But, I digress. Suffice to say, all triangles are triangles, but not all triangles are triangles. Does that clear everything up? No? Maybe it would clearer if I, like, cracked out some italics or some shit. Too bad I don’t know how to do that.
As previously discussed, the triangle (the musical instrument, not the shape) is both called a triangle and has the appearance of one. Without citing any sources or undertaking any research, I’m going to jump to the conclusion that whoever invented the triangle looked at their handiwork, noted the fact that its interior angles equalled 180°, and after due deliberation decided to brand their creation the triangle in a stroke of sheer genius.
Let me you stop you right there for a second.

**TASKS:**
A: Summarize the passage about triangles in two sentences.
B: Reproduce the passage about triangles word for word, from "But, I digress." down to "for a second.".
C: Extend the passage about triangles by writing what comes next after its final sentence.

(Image segmentation data)
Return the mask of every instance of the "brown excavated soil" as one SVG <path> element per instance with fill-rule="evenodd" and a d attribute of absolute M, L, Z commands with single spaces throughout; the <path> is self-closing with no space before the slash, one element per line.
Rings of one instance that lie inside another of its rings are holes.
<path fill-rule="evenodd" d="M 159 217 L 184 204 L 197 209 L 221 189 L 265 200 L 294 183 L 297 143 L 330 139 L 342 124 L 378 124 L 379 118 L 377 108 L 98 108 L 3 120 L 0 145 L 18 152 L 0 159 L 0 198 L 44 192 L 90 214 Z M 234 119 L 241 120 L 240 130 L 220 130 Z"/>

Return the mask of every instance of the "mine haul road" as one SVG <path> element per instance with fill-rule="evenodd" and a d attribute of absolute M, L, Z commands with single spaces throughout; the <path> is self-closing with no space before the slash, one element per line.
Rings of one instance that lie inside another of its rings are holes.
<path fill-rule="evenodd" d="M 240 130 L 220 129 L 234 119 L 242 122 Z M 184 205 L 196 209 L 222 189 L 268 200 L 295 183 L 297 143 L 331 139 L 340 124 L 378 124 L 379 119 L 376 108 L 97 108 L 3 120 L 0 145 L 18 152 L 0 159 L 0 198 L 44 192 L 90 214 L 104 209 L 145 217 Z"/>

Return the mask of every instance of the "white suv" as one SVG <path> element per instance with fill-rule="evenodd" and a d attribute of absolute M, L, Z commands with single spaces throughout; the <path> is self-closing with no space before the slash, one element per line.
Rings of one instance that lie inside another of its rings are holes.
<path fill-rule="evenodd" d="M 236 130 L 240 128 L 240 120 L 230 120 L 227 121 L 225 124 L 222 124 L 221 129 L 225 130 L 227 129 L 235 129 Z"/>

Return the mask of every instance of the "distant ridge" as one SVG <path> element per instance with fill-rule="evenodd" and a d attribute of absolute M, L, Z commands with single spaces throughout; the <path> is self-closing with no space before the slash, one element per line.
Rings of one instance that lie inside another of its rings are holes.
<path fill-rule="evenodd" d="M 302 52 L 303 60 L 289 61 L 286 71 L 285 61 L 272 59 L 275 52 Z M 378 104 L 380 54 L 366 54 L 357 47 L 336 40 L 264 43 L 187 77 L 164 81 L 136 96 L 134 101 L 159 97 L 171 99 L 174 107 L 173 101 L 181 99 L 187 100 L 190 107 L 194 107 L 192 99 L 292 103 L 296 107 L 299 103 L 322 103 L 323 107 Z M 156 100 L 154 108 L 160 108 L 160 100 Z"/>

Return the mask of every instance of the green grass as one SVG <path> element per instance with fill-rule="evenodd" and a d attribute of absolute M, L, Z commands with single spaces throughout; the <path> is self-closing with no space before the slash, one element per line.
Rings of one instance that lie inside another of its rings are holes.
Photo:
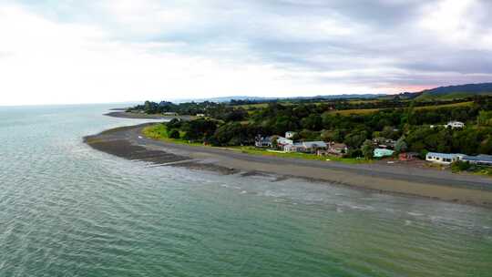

**OUTPUTS BY TASK:**
A: The writer claims that all triangles are triangles but not all triangles are triangles, and jokes that italics might make this clearer but admits to not knowing how to use them. The writer notes that the musical triangle is both called a triangle and shaped like one, and supposes, without sources or research, that its inventor gave it that name after noticing that its interior angles equal 180°.

B:
But, I digress. Suffice to say, all triangles are triangles, but not all triangles are triangles. Does that clear everything up? No? Maybe it would clearer if I, like, cracked out some italics or some shit. Too bad I don’t know how to do that.
As previously discussed, the triangle (the musical instrument, not the shape) is both called a triangle and has the appearance of one. Without citing any sources or undertaking any research, I’m going to jump to the conclusion that whoever invented the triangle looked at their handiwork, noted the fact that its interior angles equalled 180°, and after due deliberation decided to brand their creation the triangle in a stroke of sheer genius.
Let me you stop you right there for a second.

C:
Picture Andrea Amati toiling over his magnum opus in some austere 16th century Italian workshop. Imagine him putting countless hours into perfecting the design. He’s wiping his brow. He’s taking measurements. He’s frantically scrawling on paper, occasionally scrunching some up into a little ball and tossing it aside. Yep- he’s pulling out all the stops. The sweet, sweet noise produced by this invention will be heard for centuries, he can feel it. Eventually it is complete. Amati steps back and gazes upon the piece of pure perfection before him. He didn’t just put maple, ebony and varnish into the instrument- he gave up part of his soul. “This”, he whispers, “will be known as the... violin-shape”.
The process of playing the triangle is known as trigonometry. Through the use of trigonometry, it is possible to extrapolate the point in a song or piece of music where the listener dismisses the inclusion of the triangle in the piece as a trite novelty.
Applications in classical music
Those who practise trigonometry have been the subject of much controversy, as when they are included in a full orchestra, they are the only musicians to require electronic equipment, namely calculators. Some view this as an affront to an orchestra's prestige and traditions.